§ **SELECTED TEXT**:

The dream of City Centre was a place where the confluence of modes of transportation – rail, air and highway – would attract office, retail, hotels and some resident development for young …
The dream of City Centre was a place where the confluence of modes of transportation – rail, air and highway – would attract office, retail, hotels and some resident development for young professionals who would go on the buy single family homes, have kids and, of course, a dog. The vision dates back three decades and some of that development has happened including construction of the Interlink with an MBTA station, two hotels with the forerunner being the Hilton Garden Inn and more recently the Hyatt Place on the north end of the former D’Ambra Construction corporate offices and asphalt plant. D’Ambra had plans for an office park on most of the rest of the Jefferson Boulevard site. In a recent encounter, Michael D’Ambra, president of the company, said that may change given the demand for housing.
On Wednesday night, the Planning Board gave final approval to build two buildings with 210 apartments on a 6.5 acre site once a LAZ Parking lot that was acquired by the Rhode Island Airport Corporation to eliminate the competition.
While single family homes have been built on the fringe of the intermodal zone and condominiums are under construction by the same developer, on the Kilvert Street, Planning Board Chair Phil Slocum sees the apartments planned by Skydra Development a subsidiary of Schiavo Enterprises of Dedham, MA as the catalyst for more major investments in City Centre and the realization of that dream for a Warwick downtown.
The difference is that housing is looking to be the heart to City Centre, not the gleaming glass office structures architects portrayed. The demand for office space has plummeted as the pandemic had people working from home, work habits changed and new technologies changed the work place.

§ **WHAT THIS TASK INVOLVES**:
In the City Centre article, how many apartments did the Planning Board give final approval to build?

§ **DATASET EXCERPTS**:
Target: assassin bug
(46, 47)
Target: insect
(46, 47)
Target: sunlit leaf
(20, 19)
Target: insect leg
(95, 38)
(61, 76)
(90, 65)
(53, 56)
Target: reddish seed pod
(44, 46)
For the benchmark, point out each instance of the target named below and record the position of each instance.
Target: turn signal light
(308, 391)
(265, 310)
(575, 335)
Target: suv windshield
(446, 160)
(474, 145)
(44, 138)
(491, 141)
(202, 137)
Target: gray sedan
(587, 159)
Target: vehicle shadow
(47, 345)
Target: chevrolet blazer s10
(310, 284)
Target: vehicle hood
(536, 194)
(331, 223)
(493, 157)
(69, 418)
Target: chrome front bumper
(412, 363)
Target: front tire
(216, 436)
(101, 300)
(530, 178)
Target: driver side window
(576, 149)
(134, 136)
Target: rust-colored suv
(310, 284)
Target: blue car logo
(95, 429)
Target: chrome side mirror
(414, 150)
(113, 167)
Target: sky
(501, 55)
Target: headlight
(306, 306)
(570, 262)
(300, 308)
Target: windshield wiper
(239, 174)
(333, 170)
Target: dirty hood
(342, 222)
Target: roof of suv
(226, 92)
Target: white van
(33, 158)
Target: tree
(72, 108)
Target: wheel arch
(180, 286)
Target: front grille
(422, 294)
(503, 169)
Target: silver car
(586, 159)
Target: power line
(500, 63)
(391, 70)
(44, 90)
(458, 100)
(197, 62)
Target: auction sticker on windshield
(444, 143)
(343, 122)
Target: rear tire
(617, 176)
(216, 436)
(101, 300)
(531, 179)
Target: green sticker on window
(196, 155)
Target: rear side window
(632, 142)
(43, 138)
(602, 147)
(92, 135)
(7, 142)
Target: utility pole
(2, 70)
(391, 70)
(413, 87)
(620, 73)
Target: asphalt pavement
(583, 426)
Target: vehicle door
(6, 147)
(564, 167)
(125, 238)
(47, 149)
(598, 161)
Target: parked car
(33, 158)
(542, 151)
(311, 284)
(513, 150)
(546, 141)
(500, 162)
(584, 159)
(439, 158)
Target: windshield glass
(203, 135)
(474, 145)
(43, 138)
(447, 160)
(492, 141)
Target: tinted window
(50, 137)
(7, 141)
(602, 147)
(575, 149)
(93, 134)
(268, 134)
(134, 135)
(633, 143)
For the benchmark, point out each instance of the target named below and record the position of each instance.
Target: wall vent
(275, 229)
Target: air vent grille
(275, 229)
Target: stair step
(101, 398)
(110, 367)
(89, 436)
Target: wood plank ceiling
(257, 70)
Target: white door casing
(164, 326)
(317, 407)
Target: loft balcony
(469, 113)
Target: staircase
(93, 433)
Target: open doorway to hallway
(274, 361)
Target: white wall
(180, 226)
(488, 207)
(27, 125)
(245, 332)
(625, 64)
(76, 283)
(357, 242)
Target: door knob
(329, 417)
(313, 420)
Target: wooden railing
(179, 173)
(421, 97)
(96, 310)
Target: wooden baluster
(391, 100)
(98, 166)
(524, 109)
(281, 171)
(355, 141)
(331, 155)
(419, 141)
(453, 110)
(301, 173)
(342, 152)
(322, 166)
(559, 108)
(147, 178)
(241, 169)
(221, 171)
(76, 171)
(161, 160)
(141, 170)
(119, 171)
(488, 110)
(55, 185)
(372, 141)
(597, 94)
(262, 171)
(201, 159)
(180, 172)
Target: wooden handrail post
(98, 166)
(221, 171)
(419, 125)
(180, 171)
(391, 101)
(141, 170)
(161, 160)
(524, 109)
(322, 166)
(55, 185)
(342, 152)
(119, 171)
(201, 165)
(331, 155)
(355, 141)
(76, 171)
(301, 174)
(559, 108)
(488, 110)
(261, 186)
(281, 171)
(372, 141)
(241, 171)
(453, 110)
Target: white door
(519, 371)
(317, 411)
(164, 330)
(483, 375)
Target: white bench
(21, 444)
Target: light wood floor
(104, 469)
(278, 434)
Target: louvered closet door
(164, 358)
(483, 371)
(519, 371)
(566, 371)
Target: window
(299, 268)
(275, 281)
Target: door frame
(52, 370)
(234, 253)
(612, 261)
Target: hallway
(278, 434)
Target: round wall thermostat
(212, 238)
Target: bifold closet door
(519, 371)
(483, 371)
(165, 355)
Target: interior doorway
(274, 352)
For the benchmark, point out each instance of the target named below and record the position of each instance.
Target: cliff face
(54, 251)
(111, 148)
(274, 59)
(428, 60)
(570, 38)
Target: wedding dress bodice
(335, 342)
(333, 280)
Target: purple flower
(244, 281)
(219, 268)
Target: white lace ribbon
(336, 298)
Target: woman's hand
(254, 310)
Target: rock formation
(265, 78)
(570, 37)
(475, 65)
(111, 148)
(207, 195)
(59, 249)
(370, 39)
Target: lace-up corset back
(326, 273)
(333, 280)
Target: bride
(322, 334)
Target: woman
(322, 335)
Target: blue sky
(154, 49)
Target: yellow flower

§ **RESPONSE BELOW**:
210 apartments, in two buildings on a 6.5-acre site.